What to work on:
1. In the passage on Zen and the Art of Motorcycle Maintenance, what did the Zen monk Joshu answer when asked whether a dog had a Buddha nature?
2. Report only the number of record lines that contain the string "adobe", treating case as significant.

Passage:
================================

I really enjoyed Zen and the Art of Motorcycle Maintenance
on multiple levels. I could really relate to the narrator and
I loved the way the Chautauqua handles being both a description
of a cross country motorcycle trip and also stream of consciousness
of the narrator. Here is a passage from Zen and the Art of
Motorcycle Maintenance that introduces a third possibility
to binary situations.
"Yes and no ... this or that ... one or zero. On the basis
of this elementary two-term discrimination, all human knowledge
is built up. The demonstration of this is computer memory which
stores all its knowledge in the form of binary information. It
contains ones and zeros, that's all.
Because we're unaccustomed to it, we don't usually see that there's
a third possible logical term equal to yes and no which is capable
of expanding our understanding in an unrecognized direction. We
don't even have a term for it, so I'll have to use the Japanese
Mu means "no thing." Like "Quality"
it points outside the process of dualistic discrimination. Mu
simply says, "No class; not one, not zero, not yes, not no."
It states that the context of the question is such that a yes
or no answer is in error and should not be given. "Unask
the question" is what it says.
Mu becomes appropriate when the context of the question
becomes too small for the truth of the answer. When the Zen monk
Joshu was asked whether a dog had a Buddha nature he said "Mu,"
meaning that if he answered wither way he was answering incorrectly.
The Buddha nature cannot be captured by a yes or no question.
That mu exists in the natural world investigated by science
is evident. It's just that, as usual, we're trained not to see
it by our heritage. For example, it's stated over and over again
that computer circuits exhibit only two states, a voltage for
"one" and a voltage for "zero." That's silly!

================================

Items:
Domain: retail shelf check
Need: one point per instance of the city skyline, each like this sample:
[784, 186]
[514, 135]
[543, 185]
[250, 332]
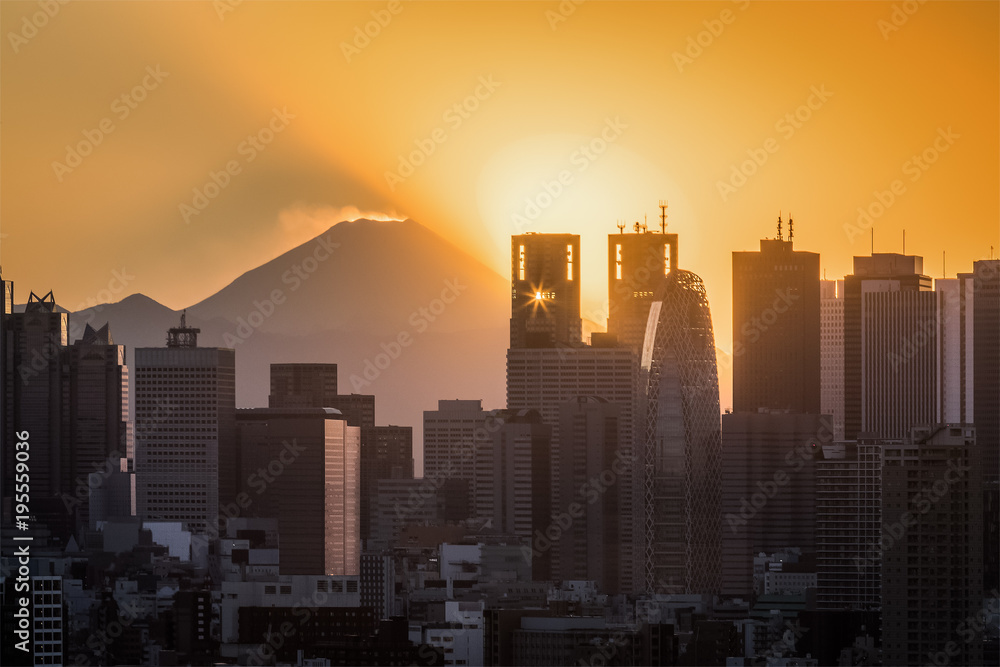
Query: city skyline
[688, 126]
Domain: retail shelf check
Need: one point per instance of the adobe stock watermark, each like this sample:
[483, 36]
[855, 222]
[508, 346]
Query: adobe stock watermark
[419, 320]
[915, 167]
[295, 276]
[696, 44]
[454, 116]
[786, 126]
[381, 18]
[562, 12]
[249, 149]
[900, 14]
[581, 158]
[122, 107]
[30, 25]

================================

Results:
1. He answered "Mu."

2. 2